Find every line in the data below that contains the word "dense" and copy each of those lines. Matching is case-sensitive.

-=-=-

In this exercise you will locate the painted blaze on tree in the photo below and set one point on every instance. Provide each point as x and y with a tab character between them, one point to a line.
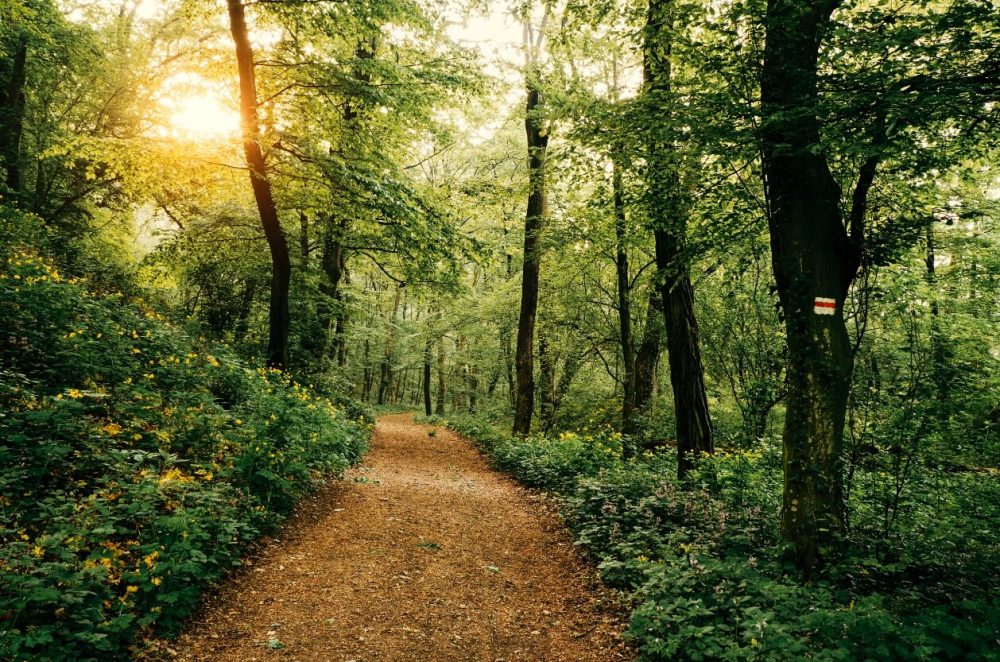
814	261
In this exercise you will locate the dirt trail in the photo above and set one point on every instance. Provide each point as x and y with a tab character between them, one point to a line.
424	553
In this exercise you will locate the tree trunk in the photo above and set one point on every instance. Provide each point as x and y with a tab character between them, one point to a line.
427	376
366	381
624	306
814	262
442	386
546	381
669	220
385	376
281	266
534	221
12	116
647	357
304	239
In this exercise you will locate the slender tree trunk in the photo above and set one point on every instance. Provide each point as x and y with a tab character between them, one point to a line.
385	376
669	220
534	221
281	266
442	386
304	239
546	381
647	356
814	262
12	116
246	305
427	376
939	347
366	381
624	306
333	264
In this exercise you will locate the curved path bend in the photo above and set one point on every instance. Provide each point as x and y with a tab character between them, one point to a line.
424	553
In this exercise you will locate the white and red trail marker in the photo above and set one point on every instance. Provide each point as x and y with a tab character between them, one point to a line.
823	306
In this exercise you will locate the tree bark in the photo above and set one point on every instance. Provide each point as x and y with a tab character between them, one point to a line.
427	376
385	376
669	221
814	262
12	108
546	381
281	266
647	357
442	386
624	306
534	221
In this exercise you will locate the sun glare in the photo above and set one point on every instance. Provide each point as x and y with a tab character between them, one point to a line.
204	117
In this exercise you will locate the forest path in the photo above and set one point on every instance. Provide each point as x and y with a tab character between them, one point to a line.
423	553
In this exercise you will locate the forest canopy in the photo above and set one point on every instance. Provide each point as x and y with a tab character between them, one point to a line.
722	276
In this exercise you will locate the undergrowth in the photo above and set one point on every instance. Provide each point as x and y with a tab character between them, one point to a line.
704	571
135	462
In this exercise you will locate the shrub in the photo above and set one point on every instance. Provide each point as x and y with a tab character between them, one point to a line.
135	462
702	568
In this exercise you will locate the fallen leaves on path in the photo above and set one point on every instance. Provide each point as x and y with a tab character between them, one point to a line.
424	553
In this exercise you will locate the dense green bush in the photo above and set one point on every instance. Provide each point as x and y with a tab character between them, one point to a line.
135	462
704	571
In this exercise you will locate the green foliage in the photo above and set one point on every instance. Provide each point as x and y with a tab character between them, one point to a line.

-=-=-

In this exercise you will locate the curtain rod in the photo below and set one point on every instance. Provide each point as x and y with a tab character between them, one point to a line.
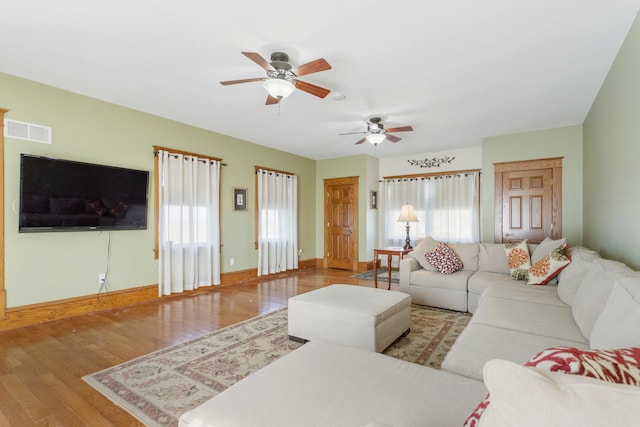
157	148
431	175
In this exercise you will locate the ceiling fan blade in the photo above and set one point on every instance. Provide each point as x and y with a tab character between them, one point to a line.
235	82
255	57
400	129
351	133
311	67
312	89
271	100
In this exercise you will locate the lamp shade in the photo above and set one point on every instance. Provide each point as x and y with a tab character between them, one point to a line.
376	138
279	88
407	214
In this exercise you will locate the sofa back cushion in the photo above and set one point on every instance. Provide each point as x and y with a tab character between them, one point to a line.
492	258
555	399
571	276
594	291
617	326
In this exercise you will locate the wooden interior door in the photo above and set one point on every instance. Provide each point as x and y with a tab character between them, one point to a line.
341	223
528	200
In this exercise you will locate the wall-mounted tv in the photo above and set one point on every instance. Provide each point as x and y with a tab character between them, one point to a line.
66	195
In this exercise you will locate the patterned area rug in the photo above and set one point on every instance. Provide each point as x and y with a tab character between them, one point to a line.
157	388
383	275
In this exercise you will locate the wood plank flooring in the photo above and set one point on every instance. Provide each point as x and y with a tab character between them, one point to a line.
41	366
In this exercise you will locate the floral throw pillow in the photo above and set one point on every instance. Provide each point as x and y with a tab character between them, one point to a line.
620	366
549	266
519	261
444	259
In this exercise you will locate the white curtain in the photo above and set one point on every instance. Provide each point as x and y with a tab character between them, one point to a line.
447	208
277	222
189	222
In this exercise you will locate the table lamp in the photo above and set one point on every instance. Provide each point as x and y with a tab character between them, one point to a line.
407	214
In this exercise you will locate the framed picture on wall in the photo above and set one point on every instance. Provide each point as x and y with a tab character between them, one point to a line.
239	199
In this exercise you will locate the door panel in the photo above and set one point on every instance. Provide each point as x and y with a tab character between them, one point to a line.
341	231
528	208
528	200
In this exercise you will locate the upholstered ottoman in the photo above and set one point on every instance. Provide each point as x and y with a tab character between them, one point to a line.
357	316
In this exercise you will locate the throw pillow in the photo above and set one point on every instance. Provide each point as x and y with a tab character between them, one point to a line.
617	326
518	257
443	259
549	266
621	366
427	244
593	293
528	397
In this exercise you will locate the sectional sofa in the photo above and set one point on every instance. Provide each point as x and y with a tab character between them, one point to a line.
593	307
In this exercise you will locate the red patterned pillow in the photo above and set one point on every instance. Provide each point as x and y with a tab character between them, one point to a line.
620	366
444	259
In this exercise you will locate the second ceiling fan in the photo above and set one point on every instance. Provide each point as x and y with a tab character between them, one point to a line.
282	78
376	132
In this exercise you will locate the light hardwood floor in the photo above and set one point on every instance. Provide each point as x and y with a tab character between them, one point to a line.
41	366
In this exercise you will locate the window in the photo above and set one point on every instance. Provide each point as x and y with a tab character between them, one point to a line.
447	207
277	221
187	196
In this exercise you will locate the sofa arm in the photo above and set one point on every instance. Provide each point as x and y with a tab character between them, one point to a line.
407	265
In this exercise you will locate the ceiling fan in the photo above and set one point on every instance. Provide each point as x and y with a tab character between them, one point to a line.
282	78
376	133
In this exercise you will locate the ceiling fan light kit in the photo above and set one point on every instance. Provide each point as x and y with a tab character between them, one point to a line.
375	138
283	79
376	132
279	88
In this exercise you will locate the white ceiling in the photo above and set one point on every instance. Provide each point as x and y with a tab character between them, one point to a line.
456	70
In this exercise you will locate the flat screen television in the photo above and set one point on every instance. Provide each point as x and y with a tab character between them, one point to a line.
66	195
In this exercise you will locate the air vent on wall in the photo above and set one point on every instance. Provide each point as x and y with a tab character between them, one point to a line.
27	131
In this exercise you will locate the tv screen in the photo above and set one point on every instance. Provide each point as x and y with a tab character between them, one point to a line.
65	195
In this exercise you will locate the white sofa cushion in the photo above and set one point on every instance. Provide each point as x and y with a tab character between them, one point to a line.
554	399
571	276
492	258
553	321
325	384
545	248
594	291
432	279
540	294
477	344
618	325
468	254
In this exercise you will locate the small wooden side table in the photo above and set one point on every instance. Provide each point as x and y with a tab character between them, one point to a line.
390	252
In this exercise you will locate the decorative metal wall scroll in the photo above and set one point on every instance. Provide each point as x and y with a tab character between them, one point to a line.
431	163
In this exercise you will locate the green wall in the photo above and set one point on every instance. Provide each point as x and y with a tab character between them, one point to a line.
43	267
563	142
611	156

-=-=-

Output of the task:
In this exercise you will locate the dense green bush in the photo above and set one point on every instance. Provide each point as x and y with a tab character between them, one point to a line.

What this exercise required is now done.